*Aim*
Every line below must be reproduced exactly. Copy them all.

* Begin Data for the task *

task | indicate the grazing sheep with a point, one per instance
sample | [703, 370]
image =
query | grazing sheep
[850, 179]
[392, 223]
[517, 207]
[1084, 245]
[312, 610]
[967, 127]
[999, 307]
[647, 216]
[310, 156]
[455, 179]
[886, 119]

* End Data for the task *

*Exercise result*
task | indicate the grazing sheep with a point, one per instance
sample | [703, 370]
image =
query | grazing sheep
[850, 179]
[392, 223]
[517, 207]
[1084, 245]
[312, 610]
[967, 127]
[999, 307]
[647, 216]
[310, 156]
[455, 179]
[886, 119]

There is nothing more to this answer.